Begin SOURCE DATA

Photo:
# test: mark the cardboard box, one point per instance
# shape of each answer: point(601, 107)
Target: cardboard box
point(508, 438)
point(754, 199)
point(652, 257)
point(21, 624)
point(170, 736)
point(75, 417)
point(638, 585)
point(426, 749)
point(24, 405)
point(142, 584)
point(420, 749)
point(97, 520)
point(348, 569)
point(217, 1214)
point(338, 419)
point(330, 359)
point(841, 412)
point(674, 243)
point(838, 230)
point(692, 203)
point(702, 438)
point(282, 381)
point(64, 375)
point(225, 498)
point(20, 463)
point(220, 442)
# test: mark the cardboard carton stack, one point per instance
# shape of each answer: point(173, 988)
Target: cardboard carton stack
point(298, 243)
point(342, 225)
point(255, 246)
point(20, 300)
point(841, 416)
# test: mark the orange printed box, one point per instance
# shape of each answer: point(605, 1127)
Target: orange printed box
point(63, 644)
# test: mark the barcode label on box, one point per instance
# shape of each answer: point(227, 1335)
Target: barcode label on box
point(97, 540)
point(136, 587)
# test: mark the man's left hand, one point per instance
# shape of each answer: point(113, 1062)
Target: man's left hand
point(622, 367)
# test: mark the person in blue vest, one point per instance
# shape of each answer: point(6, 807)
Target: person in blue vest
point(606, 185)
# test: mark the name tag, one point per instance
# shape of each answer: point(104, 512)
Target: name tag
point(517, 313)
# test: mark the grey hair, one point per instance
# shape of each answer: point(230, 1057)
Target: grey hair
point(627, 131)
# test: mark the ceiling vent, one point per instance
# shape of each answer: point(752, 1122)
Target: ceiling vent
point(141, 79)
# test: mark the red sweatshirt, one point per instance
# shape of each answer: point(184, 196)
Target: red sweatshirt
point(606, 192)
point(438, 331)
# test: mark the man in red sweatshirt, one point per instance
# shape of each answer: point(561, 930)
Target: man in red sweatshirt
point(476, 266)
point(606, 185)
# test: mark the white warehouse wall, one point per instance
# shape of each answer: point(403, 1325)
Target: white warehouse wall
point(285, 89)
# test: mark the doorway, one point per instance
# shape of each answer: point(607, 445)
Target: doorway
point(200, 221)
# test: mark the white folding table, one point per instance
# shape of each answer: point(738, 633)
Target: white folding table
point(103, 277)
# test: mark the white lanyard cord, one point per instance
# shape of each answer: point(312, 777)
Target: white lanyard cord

End SOURCE DATA

THE EXERCISE: Reproduce all of the data above line for line, changing nothing.

SOLUTION FOR THIS TASK:
Photo:
# test: mark the cardboard box, one point per instance
# shape of each answer: point(601, 107)
Target: cardboard box
point(508, 438)
point(754, 199)
point(652, 257)
point(21, 624)
point(170, 736)
point(75, 417)
point(638, 585)
point(426, 749)
point(24, 405)
point(142, 584)
point(420, 749)
point(97, 520)
point(348, 569)
point(217, 1214)
point(338, 419)
point(330, 359)
point(841, 412)
point(674, 243)
point(838, 230)
point(692, 203)
point(702, 438)
point(282, 381)
point(64, 375)
point(225, 498)
point(20, 463)
point(220, 442)
# test: mark the cardboard carton stack, one point per instance
# shape of each answer: point(173, 988)
Target: cardboard carton stack
point(298, 243)
point(342, 225)
point(255, 246)
point(20, 300)
point(841, 416)
# test: mark the orange printed box, one point per instance
# shape of each answer: point(605, 1127)
Target: orange printed box
point(63, 644)
# test: mark the barcode label on box, one point per instance
# shape of each answer: point(227, 1335)
Target: barcode label on box
point(97, 540)
point(136, 587)
# test: mark the man's left hand, one point per instance
# shape of each answer: point(113, 1062)
Target: man's left hand
point(622, 367)
# test: mark the person in blue vest, one point per instance
# shape of each answer: point(6, 807)
Target: person in blue vest
point(606, 185)
# test: mark the name tag, one point per instance
# shape of each answer: point(104, 512)
Target: name tag
point(517, 313)
# test: mark the grey hair, one point per instance
# shape of each answer: point(230, 1057)
Target: grey hair
point(627, 131)
# test: mark the ceiling vent, one point per instance
# shape of each answer: point(752, 1122)
Target: ceiling vent
point(141, 79)
# test: mark the red sweatshirt, one point per instance
# shape of each answer: point(184, 196)
Target: red sweatshirt
point(606, 192)
point(438, 331)
# test: mark the man in red sweatshirt, one point per instance
# shape of each answer: point(561, 930)
Target: man in red sweatshirt
point(476, 266)
point(606, 185)
# test: mark the white warehouse wall, one point per instance
# shape of each answer: point(403, 1325)
Target: white warehouse wall
point(285, 89)
# test: mark the doorway, one point per instance
# shape of each answer: point(607, 445)
Target: doorway
point(200, 221)
# test: mark the white folding table, one point per instance
# shape of each answer: point(738, 633)
Target: white folding table
point(103, 277)
# test: mark the white lanyard cord, one point per instance
# shape of each answer: point(312, 777)
Target: white lanyard cord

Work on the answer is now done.